**WHAT THE TASK ASKS**
Reproduce every line of the rows below word for word, leaving out the pictures.

**THE RECORDS**
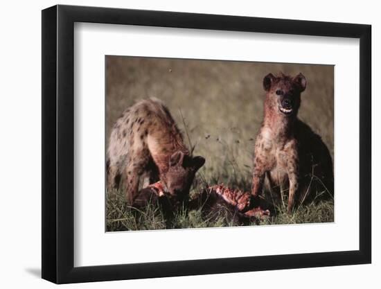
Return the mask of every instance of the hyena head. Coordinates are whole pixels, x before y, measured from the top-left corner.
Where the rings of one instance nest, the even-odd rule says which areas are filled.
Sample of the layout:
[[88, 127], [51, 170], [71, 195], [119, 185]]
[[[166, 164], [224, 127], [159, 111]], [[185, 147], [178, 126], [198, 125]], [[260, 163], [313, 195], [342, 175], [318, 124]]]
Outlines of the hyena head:
[[266, 105], [285, 117], [296, 116], [301, 103], [301, 93], [305, 89], [305, 78], [301, 73], [294, 78], [281, 73], [272, 73], [263, 78], [263, 88], [267, 91]]
[[204, 163], [202, 157], [190, 157], [179, 150], [173, 153], [169, 158], [169, 168], [163, 175], [168, 192], [178, 197], [189, 193], [195, 175]]

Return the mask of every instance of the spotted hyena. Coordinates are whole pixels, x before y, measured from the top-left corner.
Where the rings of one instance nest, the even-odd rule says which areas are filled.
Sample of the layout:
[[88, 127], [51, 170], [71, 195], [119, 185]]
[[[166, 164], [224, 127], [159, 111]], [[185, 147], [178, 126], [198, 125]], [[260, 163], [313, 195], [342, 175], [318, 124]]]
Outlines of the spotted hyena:
[[[297, 117], [306, 80], [272, 73], [263, 79], [264, 120], [257, 136], [251, 193], [288, 189], [289, 213], [295, 199], [303, 202], [333, 193], [333, 162], [321, 138]], [[265, 184], [265, 186], [264, 186]]]
[[116, 188], [123, 182], [130, 204], [138, 193], [139, 182], [144, 179], [149, 184], [160, 180], [171, 195], [184, 196], [204, 162], [203, 157], [190, 155], [163, 103], [156, 98], [143, 100], [127, 109], [112, 128], [107, 186]]

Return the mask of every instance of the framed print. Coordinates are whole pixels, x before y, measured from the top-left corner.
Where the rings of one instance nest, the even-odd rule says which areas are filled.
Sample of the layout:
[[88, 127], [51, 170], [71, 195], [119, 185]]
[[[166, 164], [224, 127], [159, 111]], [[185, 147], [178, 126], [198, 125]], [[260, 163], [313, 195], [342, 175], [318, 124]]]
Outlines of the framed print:
[[43, 10], [42, 277], [371, 263], [371, 68], [367, 25]]

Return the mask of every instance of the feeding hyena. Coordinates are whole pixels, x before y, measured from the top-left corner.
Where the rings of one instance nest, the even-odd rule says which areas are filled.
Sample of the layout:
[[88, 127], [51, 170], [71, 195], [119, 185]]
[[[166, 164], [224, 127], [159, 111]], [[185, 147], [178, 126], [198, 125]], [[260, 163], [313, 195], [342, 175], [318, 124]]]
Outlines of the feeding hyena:
[[257, 136], [251, 193], [288, 189], [287, 210], [319, 193], [333, 194], [332, 159], [321, 138], [297, 117], [306, 80], [299, 73], [263, 79], [264, 119]]
[[192, 157], [168, 108], [156, 98], [141, 100], [127, 109], [112, 128], [107, 150], [107, 186], [124, 183], [132, 204], [139, 182], [160, 180], [178, 199], [186, 197], [202, 157]]

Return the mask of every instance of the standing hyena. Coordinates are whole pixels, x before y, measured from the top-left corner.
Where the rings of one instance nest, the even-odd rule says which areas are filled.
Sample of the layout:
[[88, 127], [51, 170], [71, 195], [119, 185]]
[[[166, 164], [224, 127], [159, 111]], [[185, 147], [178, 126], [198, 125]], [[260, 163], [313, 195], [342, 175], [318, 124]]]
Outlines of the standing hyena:
[[171, 195], [185, 196], [205, 159], [193, 157], [168, 110], [158, 99], [138, 102], [127, 109], [111, 132], [107, 151], [107, 186], [122, 178], [126, 200], [132, 204], [139, 179], [160, 179]]
[[264, 120], [256, 140], [251, 193], [260, 195], [263, 186], [270, 193], [278, 187], [282, 193], [288, 186], [289, 213], [296, 198], [303, 202], [311, 192], [333, 193], [329, 151], [321, 138], [297, 118], [305, 86], [301, 73], [293, 78], [269, 73], [263, 79]]

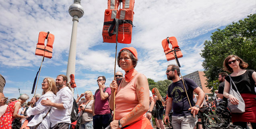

**ANSWER TO THIS TASK**
Return the mask of every instance of the hyena head. Coordinates are whole pixels, x before y, measured from the top-left corner.
Where the rings of one instance nest, the even-odd rule says which areas are filled.
Sample of the layout:
[[88, 127], [51, 170], [71, 195], [119, 185]]
[[[166, 164], [224, 127], [159, 111]], [[185, 147], [178, 126], [198, 125]], [[260, 163], [313, 195], [342, 175], [318, 124]]]
Outlines of the hyena head:
[[266, 105], [285, 117], [296, 116], [301, 103], [301, 93], [305, 89], [305, 78], [301, 73], [294, 78], [281, 73], [272, 73], [263, 78], [263, 88], [267, 91]]
[[204, 163], [202, 157], [190, 157], [179, 150], [173, 153], [169, 158], [169, 168], [163, 175], [168, 192], [178, 197], [189, 193], [195, 175]]

Return the mask of every instance of the spotted hyena. Coordinates are whole pixels, x before y, measured from the top-left corner.
Where the rings of one instance nest, the even-odd rule says which areas are filled.
Sample of the layout:
[[88, 127], [51, 170], [71, 195], [119, 185]]
[[[166, 164], [224, 127], [159, 111]], [[185, 147], [178, 126], [198, 125]], [[260, 163], [313, 195], [342, 175], [318, 124]]]
Outlines of the spotted hyena:
[[[297, 117], [306, 80], [272, 73], [263, 79], [264, 120], [257, 136], [251, 193], [288, 189], [289, 213], [295, 199], [303, 202], [333, 193], [333, 162], [321, 138]], [[265, 184], [265, 186], [264, 186]]]
[[116, 188], [123, 182], [130, 204], [138, 193], [139, 182], [144, 179], [149, 184], [160, 180], [171, 195], [184, 196], [204, 162], [203, 157], [190, 155], [163, 103], [156, 98], [143, 100], [127, 109], [112, 128], [107, 186]]

Return the mask of every instance of the framed print. Coordinates are whole pixels, x before y, measured from the top-left corner.
Where the rings of one instance nest, the even-odd rule says which areas are filled.
Sample of the layout:
[[88, 127], [51, 170], [71, 195], [119, 185]]
[[[166, 164], [224, 127], [159, 111]], [[185, 147], [178, 126], [198, 125]], [[260, 163], [313, 195], [342, 175], [318, 124]]]
Outlines of the framed print:
[[43, 10], [42, 277], [371, 263], [371, 68], [367, 25]]

Return the mask of every instance of the feeding hyena. Coordinates are whole pixels, x before y, measured from the top-left corner.
Where the rings of one instance nest, the even-odd rule says which areas are filled.
Sample of the layout:
[[88, 127], [51, 170], [71, 195], [119, 185]]
[[[166, 164], [224, 127], [159, 111]], [[185, 147], [178, 126], [198, 125]], [[260, 163], [313, 195], [342, 175], [318, 124]]]
Outlines of the feeding hyena:
[[257, 136], [251, 193], [288, 189], [287, 210], [319, 193], [333, 194], [332, 159], [321, 138], [297, 117], [306, 80], [299, 73], [263, 79], [264, 119]]
[[192, 157], [168, 108], [156, 98], [141, 100], [127, 109], [112, 128], [107, 150], [107, 186], [124, 183], [132, 204], [139, 182], [160, 180], [178, 199], [186, 197], [202, 157]]

Return the mask of every instance of the standing hyena. Coordinates are whole pixels, x before y, measured from the top-left corner.
Where the rings of one instance nest, the even-odd rule says which areas are filled.
Sample of the layout:
[[88, 127], [51, 170], [71, 195], [119, 185]]
[[[166, 164], [224, 127], [159, 111]], [[185, 147], [178, 126], [198, 125]], [[260, 163], [313, 195], [342, 175], [318, 124]]]
Outlines of the standing hyena:
[[171, 195], [185, 196], [205, 159], [193, 157], [168, 110], [158, 99], [138, 102], [127, 109], [111, 132], [107, 151], [107, 186], [122, 178], [126, 200], [132, 204], [139, 179], [160, 179]]
[[264, 120], [256, 140], [251, 193], [260, 195], [263, 186], [270, 193], [278, 187], [282, 193], [288, 186], [289, 213], [296, 198], [303, 202], [311, 192], [333, 193], [329, 151], [321, 138], [297, 118], [305, 86], [301, 73], [293, 78], [269, 73], [263, 79]]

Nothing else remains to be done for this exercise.